### Work to complete
Gather every line from the records below that contains the word "above". Copy each such line in full.

################

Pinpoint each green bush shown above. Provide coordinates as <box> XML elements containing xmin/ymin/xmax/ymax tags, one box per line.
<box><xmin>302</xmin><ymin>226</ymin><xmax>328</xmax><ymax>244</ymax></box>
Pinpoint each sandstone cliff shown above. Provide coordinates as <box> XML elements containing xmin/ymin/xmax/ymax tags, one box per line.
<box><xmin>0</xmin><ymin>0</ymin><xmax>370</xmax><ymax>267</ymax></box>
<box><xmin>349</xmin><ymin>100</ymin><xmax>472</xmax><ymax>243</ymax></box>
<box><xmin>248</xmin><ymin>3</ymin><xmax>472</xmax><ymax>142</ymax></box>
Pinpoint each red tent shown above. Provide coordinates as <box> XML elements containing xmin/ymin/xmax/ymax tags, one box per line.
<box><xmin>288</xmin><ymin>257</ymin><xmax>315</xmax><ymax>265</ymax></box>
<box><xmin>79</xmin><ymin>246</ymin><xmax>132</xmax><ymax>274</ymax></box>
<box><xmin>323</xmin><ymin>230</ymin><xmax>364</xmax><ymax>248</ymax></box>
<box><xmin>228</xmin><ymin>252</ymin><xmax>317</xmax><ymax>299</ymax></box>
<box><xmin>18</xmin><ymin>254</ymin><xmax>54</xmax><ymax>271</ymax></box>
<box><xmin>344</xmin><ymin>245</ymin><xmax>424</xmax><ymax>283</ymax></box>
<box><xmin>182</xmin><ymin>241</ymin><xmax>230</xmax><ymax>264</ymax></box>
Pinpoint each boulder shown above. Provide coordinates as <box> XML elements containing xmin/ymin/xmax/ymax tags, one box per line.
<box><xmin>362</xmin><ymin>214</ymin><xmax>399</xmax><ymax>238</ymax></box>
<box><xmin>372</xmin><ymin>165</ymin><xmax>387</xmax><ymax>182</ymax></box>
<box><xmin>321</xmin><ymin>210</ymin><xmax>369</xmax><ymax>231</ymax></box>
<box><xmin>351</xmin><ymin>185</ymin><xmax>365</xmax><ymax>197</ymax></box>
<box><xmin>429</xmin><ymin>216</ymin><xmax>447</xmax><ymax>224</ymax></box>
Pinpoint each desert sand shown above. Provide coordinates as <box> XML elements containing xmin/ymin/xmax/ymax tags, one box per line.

################

### Solution for this exercise
Pinpoint each green bush shown above. Provide coordinates as <box> XML elements containing xmin/ymin/xmax/ymax tags, one box per line.
Pinpoint each sandstone cliff shown above. Provide coordinates as <box> XML elements containing xmin/ymin/xmax/ymax tags, one box per line.
Pinpoint each red tent shown above. Provide coordinates as <box> XML elements containing xmin/ymin/xmax/ymax tags, one box per line.
Pinpoint each boulder shown above. Provide coordinates as <box> XML elements containing xmin/ymin/xmax/ymax tags, one box per line.
Pinpoint each desert sand shown above. Provide coordinates as <box> XML elements containing xmin/ymin/xmax/ymax tags, one box per line.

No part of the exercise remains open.